[start THE INPUT]

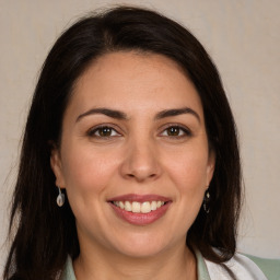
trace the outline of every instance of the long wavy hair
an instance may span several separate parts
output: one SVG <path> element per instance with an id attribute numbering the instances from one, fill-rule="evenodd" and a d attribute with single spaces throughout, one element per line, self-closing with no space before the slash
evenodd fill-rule
<path id="1" fill-rule="evenodd" d="M 209 186 L 210 212 L 201 207 L 186 244 L 218 264 L 235 253 L 241 165 L 235 124 L 218 70 L 201 44 L 178 23 L 147 9 L 118 7 L 74 23 L 43 65 L 22 143 L 4 279 L 56 279 L 67 256 L 79 255 L 67 194 L 65 206 L 56 205 L 50 143 L 59 147 L 63 113 L 79 77 L 96 58 L 124 50 L 163 55 L 194 83 L 202 102 L 210 149 L 215 152 L 215 171 Z"/>

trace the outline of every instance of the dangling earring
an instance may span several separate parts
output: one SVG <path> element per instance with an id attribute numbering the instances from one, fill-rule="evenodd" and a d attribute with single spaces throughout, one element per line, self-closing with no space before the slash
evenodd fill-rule
<path id="1" fill-rule="evenodd" d="M 66 201 L 66 196 L 65 196 L 65 194 L 61 192 L 61 189 L 59 187 L 58 187 L 58 191 L 59 191 L 59 194 L 57 196 L 57 205 L 59 207 L 62 207 Z"/>
<path id="2" fill-rule="evenodd" d="M 210 207 L 209 207 L 210 200 L 211 200 L 210 194 L 209 194 L 209 190 L 207 190 L 206 194 L 205 194 L 205 198 L 203 198 L 203 209 L 205 209 L 207 214 L 210 211 Z"/>

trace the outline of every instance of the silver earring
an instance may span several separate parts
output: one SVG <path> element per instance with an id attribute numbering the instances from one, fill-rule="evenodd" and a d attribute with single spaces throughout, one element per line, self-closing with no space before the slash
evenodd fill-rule
<path id="1" fill-rule="evenodd" d="M 210 199 L 211 198 L 210 198 L 209 190 L 207 190 L 206 194 L 205 194 L 205 198 L 203 198 L 203 209 L 205 209 L 207 214 L 210 211 L 210 207 L 209 207 Z"/>
<path id="2" fill-rule="evenodd" d="M 58 187 L 58 191 L 59 191 L 59 194 L 57 196 L 57 205 L 59 207 L 62 207 L 66 201 L 66 196 L 65 196 L 65 194 L 61 192 L 61 189 L 59 187 Z"/>

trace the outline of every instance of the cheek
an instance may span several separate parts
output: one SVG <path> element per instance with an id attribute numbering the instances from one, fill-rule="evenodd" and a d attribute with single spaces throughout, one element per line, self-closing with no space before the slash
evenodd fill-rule
<path id="1" fill-rule="evenodd" d="M 170 164 L 170 175 L 180 192 L 196 192 L 206 190 L 207 162 L 206 152 L 189 151 L 182 153 L 178 160 Z"/>
<path id="2" fill-rule="evenodd" d="M 62 159 L 66 188 L 69 191 L 100 192 L 116 170 L 114 158 L 91 149 L 69 148 Z"/>

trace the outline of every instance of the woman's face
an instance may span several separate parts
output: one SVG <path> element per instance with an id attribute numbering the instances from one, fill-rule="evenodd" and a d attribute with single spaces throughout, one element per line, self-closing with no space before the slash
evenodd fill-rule
<path id="1" fill-rule="evenodd" d="M 160 55 L 102 56 L 77 82 L 51 167 L 81 250 L 185 246 L 214 170 L 195 86 Z"/>

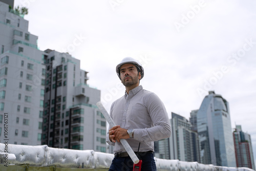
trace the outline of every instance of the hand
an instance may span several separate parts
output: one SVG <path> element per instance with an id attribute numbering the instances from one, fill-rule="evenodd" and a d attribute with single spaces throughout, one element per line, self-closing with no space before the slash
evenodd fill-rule
<path id="1" fill-rule="evenodd" d="M 109 138 L 110 140 L 113 142 L 116 142 L 115 135 L 114 135 L 115 134 L 115 130 L 118 127 L 120 127 L 120 125 L 113 126 L 109 131 Z"/>
<path id="2" fill-rule="evenodd" d="M 116 140 L 120 142 L 120 139 L 129 138 L 130 136 L 127 133 L 127 130 L 120 127 L 120 125 L 113 126 L 109 132 L 110 140 L 113 142 L 116 142 Z"/>

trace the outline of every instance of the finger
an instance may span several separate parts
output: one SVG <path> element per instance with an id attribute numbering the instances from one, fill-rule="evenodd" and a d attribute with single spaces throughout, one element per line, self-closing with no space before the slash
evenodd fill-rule
<path id="1" fill-rule="evenodd" d="M 120 127 L 120 125 L 116 125 L 116 126 L 113 126 L 112 127 L 110 130 L 110 131 L 112 131 L 112 130 L 116 130 L 116 129 Z"/>

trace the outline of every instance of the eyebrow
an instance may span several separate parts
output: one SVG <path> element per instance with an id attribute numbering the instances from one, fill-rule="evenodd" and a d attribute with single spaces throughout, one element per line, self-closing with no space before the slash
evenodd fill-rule
<path id="1" fill-rule="evenodd" d="M 134 68 L 134 66 L 130 67 L 129 67 L 129 68 L 127 68 L 127 69 L 130 69 L 130 68 Z M 125 69 L 126 69 L 125 68 L 123 68 L 123 69 L 121 69 L 120 71 L 123 71 L 123 70 L 125 70 Z"/>

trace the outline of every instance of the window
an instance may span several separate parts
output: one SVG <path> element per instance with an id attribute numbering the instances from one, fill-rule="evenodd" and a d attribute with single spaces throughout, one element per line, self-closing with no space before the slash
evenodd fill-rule
<path id="1" fill-rule="evenodd" d="M 22 135 L 23 137 L 28 137 L 29 136 L 29 132 L 28 131 L 22 131 Z"/>
<path id="2" fill-rule="evenodd" d="M 25 33 L 25 40 L 29 40 L 29 34 Z"/>
<path id="3" fill-rule="evenodd" d="M 41 130 L 42 129 L 42 122 L 38 122 L 38 129 Z"/>
<path id="4" fill-rule="evenodd" d="M 0 77 L 4 75 L 7 75 L 8 68 L 5 67 L 0 70 Z"/>
<path id="5" fill-rule="evenodd" d="M 6 24 L 11 24 L 11 20 L 8 19 L 6 19 Z"/>
<path id="6" fill-rule="evenodd" d="M 51 61 L 54 60 L 54 56 L 51 57 Z"/>
<path id="7" fill-rule="evenodd" d="M 5 109 L 5 103 L 1 102 L 0 103 L 0 111 L 3 111 Z"/>
<path id="8" fill-rule="evenodd" d="M 42 111 L 39 111 L 39 118 L 42 118 L 42 114 L 43 112 Z"/>
<path id="9" fill-rule="evenodd" d="M 31 97 L 25 96 L 25 101 L 31 102 Z"/>
<path id="10" fill-rule="evenodd" d="M 37 141 L 41 141 L 41 137 L 42 137 L 42 134 L 38 133 L 37 134 Z"/>
<path id="11" fill-rule="evenodd" d="M 5 50 L 5 46 L 2 45 L 2 49 L 1 49 L 1 54 L 4 53 L 4 50 Z"/>
<path id="12" fill-rule="evenodd" d="M 58 87 L 61 86 L 61 82 L 62 82 L 61 81 L 58 81 L 58 82 L 57 82 L 57 85 L 58 86 Z"/>
<path id="13" fill-rule="evenodd" d="M 33 70 L 33 68 L 34 68 L 34 65 L 31 63 L 28 63 L 28 69 L 30 70 Z"/>
<path id="14" fill-rule="evenodd" d="M 5 91 L 2 90 L 0 91 L 0 99 L 5 98 Z"/>
<path id="15" fill-rule="evenodd" d="M 29 114 L 30 113 L 30 108 L 25 107 L 24 108 L 24 113 Z"/>
<path id="16" fill-rule="evenodd" d="M 18 53 L 19 52 L 23 52 L 24 49 L 23 47 L 18 47 Z"/>
<path id="17" fill-rule="evenodd" d="M 40 100 L 40 107 L 44 108 L 44 100 Z"/>
<path id="18" fill-rule="evenodd" d="M 6 79 L 4 78 L 0 80 L 0 88 L 6 87 Z"/>
<path id="19" fill-rule="evenodd" d="M 73 128 L 73 132 L 83 132 L 83 126 L 77 126 L 74 127 Z"/>
<path id="20" fill-rule="evenodd" d="M 58 79 L 62 78 L 62 73 L 58 73 L 57 77 L 58 77 Z"/>
<path id="21" fill-rule="evenodd" d="M 23 35 L 23 33 L 20 31 L 18 31 L 17 30 L 13 30 L 13 34 L 22 37 L 22 36 Z"/>
<path id="22" fill-rule="evenodd" d="M 25 125 L 29 125 L 29 119 L 23 119 L 23 124 Z"/>
<path id="23" fill-rule="evenodd" d="M 9 56 L 6 56 L 1 59 L 1 66 L 9 63 Z"/>
<path id="24" fill-rule="evenodd" d="M 61 71 L 62 70 L 62 66 L 60 66 L 57 67 L 57 70 L 58 71 Z"/>
<path id="25" fill-rule="evenodd" d="M 44 79 L 42 79 L 41 82 L 41 86 L 45 86 L 46 84 L 46 80 Z"/>
<path id="26" fill-rule="evenodd" d="M 45 90 L 41 89 L 41 96 L 45 96 Z"/>
<path id="27" fill-rule="evenodd" d="M 28 91 L 32 91 L 32 86 L 29 85 L 26 85 L 26 90 Z"/>
<path id="28" fill-rule="evenodd" d="M 27 74 L 27 79 L 28 79 L 29 80 L 33 80 L 33 75 Z"/>
<path id="29" fill-rule="evenodd" d="M 46 75 L 46 70 L 45 69 L 42 69 L 42 75 Z"/>

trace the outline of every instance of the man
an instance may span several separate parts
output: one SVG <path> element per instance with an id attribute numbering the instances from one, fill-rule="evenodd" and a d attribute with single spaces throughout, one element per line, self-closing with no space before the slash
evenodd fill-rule
<path id="1" fill-rule="evenodd" d="M 170 136 L 168 115 L 162 101 L 154 93 L 139 85 L 144 76 L 140 62 L 126 57 L 116 67 L 116 72 L 125 87 L 125 95 L 114 101 L 110 116 L 118 125 L 110 127 L 106 142 L 114 145 L 115 158 L 109 170 L 133 170 L 133 162 L 120 142 L 126 139 L 137 154 L 141 170 L 156 170 L 154 159 L 154 141 Z"/>

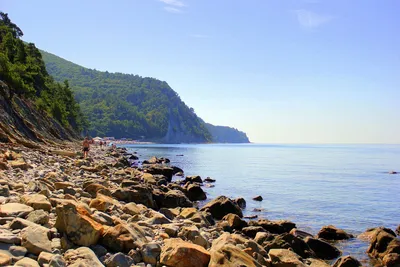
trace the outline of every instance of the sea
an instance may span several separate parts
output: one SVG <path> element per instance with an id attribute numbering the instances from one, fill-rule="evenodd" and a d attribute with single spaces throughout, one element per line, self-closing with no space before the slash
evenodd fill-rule
<path id="1" fill-rule="evenodd" d="M 290 220 L 317 234 L 334 225 L 358 235 L 400 224 L 400 145 L 142 144 L 125 145 L 140 160 L 166 157 L 185 175 L 216 179 L 208 200 L 225 195 L 247 201 L 244 215 Z M 176 179 L 181 179 L 176 177 Z M 263 201 L 252 200 L 261 195 Z M 204 203 L 200 203 L 204 205 Z M 371 265 L 368 243 L 336 244 L 343 255 Z"/>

[end THE INPUT]

[REQUIREMENT]:
Rewrite the stretch of the listing above from the line containing "trace the outline of every instance of the sea" through the end of the listing, both ends included, as a numbered list, leaving out any blank lines.

[SOLVED EXERCISE]:
1. trace the outline of every instance of the sea
2. an instance may span several separate parts
3. output: one SVG <path> element per instance with an id attribute numbering the instances from one, fill-rule="evenodd" and a d attribute with single spaces throughout, one element per line, self-closing with no space before the slash
4. evenodd fill-rule
5. <path id="1" fill-rule="evenodd" d="M 290 220 L 317 234 L 334 225 L 358 235 L 400 224 L 400 145 L 142 144 L 125 145 L 140 160 L 166 157 L 185 175 L 216 179 L 208 200 L 225 195 L 247 201 L 244 215 Z M 176 179 L 181 179 L 176 177 Z M 263 201 L 252 200 L 261 195 Z M 204 203 L 200 203 L 204 205 Z M 371 265 L 368 243 L 336 244 L 343 255 Z"/>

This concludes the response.